*Region labeling records:*
★ ★ ★ ★ ★
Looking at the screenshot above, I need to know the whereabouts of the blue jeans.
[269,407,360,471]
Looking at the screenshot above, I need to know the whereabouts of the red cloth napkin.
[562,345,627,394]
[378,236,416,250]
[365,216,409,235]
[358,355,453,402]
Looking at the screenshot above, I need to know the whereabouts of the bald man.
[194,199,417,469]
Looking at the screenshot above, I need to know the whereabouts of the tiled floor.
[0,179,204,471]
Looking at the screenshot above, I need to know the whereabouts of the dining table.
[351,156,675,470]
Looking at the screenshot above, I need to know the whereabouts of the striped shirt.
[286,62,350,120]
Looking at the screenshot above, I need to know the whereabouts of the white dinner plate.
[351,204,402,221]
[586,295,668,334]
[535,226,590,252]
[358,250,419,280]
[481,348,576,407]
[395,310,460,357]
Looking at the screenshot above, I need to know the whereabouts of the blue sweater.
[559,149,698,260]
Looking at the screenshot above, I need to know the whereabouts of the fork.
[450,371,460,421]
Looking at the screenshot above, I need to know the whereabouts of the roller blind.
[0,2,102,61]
★ ★ ★ ★ ★
*Goal:* Render every line of the entries above as a Markdown table with the columns "Row" and "Line", numbering the rows in order and omitting blank lines.

*Response to the task:*
| Row | Line |
|---|---|
| 1 | Looking at the screenshot above, I need to know the whereabouts of the blue jeans. |
| 2 | [269,407,360,471] |
| 3 | Looking at the screenshot above, I need to know the whereabouts of the red cloth napkin. |
| 4 | [562,345,627,394] |
| 5 | [378,236,416,250] |
| 6 | [365,216,409,235] |
| 7 | [358,355,453,402] |
| 8 | Looking at the screenshot above, I need to know the whereabouts of the bald man. |
| 9 | [194,199,417,469] |
| 10 | Looking at the screenshot above, I need to know the whereabouts of the tiled floor. |
| 11 | [0,179,204,471] |
| 12 | Looking at the screenshot above, I need to know the whereabouts of the dining table. |
| 13 | [351,156,675,470] |
| 14 | Looking at the screenshot above, I need to know the whereabouts of the striped shirt. |
| 15 | [286,62,350,120] |
| 16 | Looking at the screenshot above, I need to know the whereabouts of the white dinner plate. |
| 17 | [351,204,402,221] |
| 18 | [586,295,668,334] |
| 19 | [535,226,590,252] |
| 20 | [358,250,419,280] |
| 21 | [481,348,576,407] |
| 22 | [395,310,460,357] |
| 23 | Looking at the screenshot above, I need to know the whereabouts of the blue sweater. |
| 24 | [559,149,698,260] |
| 25 | Looking at the screenshot above, I need to know the whereabouts of the fork. |
| 26 | [450,371,460,421] |
| 27 | Looking at the screenshot above, I need to know the whereabouts of the roller blind. |
| 28 | [0,2,102,61] |